- **Records provided**

====================

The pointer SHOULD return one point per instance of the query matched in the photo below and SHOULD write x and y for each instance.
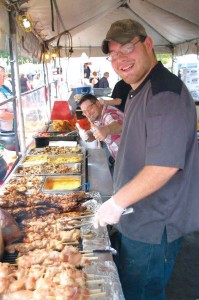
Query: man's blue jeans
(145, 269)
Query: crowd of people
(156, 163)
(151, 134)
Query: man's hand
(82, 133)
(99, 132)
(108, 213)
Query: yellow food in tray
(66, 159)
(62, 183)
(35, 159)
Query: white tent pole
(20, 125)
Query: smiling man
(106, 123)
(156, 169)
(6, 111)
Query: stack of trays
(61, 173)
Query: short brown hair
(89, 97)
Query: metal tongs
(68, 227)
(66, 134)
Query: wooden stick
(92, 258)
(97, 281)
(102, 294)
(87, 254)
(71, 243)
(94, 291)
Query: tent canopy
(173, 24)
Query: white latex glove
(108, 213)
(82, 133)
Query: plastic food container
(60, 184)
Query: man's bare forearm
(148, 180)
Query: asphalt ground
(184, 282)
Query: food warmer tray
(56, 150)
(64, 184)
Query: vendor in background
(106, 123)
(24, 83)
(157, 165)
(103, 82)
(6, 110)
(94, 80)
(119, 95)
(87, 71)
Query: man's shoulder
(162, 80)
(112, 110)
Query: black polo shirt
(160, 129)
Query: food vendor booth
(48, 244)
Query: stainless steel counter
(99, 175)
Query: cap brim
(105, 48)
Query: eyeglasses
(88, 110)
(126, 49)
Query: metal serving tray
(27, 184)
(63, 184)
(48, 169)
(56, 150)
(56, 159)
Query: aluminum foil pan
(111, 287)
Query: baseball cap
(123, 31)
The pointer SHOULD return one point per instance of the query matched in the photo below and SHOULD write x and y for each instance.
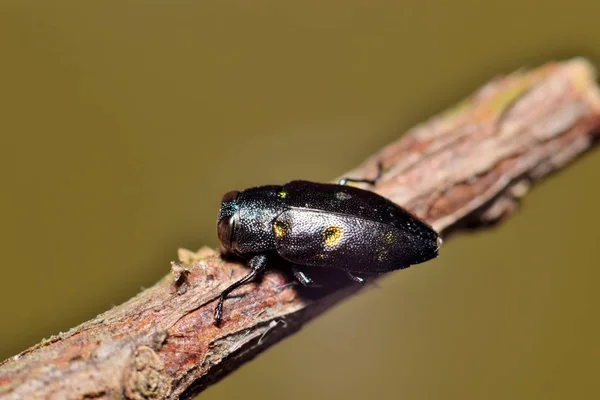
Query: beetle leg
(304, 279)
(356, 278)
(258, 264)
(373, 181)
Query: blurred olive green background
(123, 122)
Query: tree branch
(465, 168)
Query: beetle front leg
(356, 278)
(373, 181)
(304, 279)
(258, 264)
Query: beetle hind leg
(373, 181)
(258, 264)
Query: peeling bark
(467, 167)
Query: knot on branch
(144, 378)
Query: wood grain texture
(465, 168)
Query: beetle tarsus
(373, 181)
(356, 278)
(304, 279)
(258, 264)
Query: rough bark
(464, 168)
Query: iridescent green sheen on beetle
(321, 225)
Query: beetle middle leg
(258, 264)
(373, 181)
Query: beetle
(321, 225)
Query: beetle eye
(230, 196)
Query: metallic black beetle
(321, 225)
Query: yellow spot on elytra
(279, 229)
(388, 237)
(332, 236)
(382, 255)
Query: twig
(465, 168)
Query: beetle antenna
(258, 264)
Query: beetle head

====================

- **Set task**
Quote all the records verbatim, dropping any pictures from your copy.

- **Task output**
The pointer SHOULD return one point per instance of the query matched in the photo below and SHOULD write x and y for each instance.
Query: man's blue jeans
(145, 269)
Query: crowd of people
(156, 163)
(151, 134)
Query: man's hand
(82, 133)
(99, 132)
(108, 213)
Query: yellow food in tray
(66, 159)
(62, 183)
(35, 159)
Query: white tent pole
(20, 125)
Query: smiling man
(106, 123)
(156, 169)
(6, 111)
Query: stack of trays
(61, 173)
Query: short brown hair
(89, 97)
Query: metal tongs
(68, 227)
(66, 134)
Query: wooden stick
(92, 258)
(97, 281)
(102, 294)
(87, 254)
(71, 243)
(94, 291)
Query: tent canopy
(173, 24)
Query: white latex glove
(108, 213)
(82, 133)
Query: plastic food container
(60, 184)
Query: man's bare forearm
(148, 180)
Query: asphalt ground
(184, 282)
Query: food warmer tray
(56, 150)
(64, 184)
Query: vendor in background
(106, 123)
(24, 83)
(157, 165)
(103, 82)
(6, 110)
(94, 80)
(119, 95)
(87, 71)
Query: man's shoulder
(162, 80)
(112, 110)
Query: black polo shirt
(160, 129)
Query: food vendor booth
(48, 244)
Query: stainless steel counter
(99, 175)
Query: cap brim
(105, 48)
Query: eyeglasses
(88, 110)
(126, 49)
Query: metal serving tray
(27, 184)
(63, 184)
(48, 169)
(56, 150)
(56, 159)
Query: aluminum foil pan
(111, 287)
Query: baseball cap
(123, 31)
The pointer SHOULD return one point per instance of the query matched in the photo below and SHOULD write x and y for each instance.
Query: beetle leg
(304, 279)
(356, 278)
(258, 264)
(373, 181)
Query: blurred olive green background
(123, 122)
Query: tree branch
(465, 168)
Query: beetle front leg
(356, 278)
(373, 181)
(304, 279)
(258, 264)
Query: beetle hind leg
(373, 181)
(258, 264)
Query: peeling bark
(467, 167)
Query: knot on branch
(144, 378)
Query: wood grain texture
(465, 168)
Query: beetle tarsus
(373, 181)
(356, 278)
(304, 279)
(258, 264)
Query: rough bark
(464, 168)
Query: iridescent green sheen on beetle
(321, 225)
Query: beetle middle leg
(258, 264)
(373, 181)
Query: beetle
(321, 225)
Query: beetle eye
(230, 196)
Query: metallic black beetle
(321, 225)
Query: yellow spot on elytra
(279, 229)
(388, 237)
(332, 236)
(382, 255)
Query: twig
(465, 168)
Query: beetle antenna
(258, 264)
Query: beetle head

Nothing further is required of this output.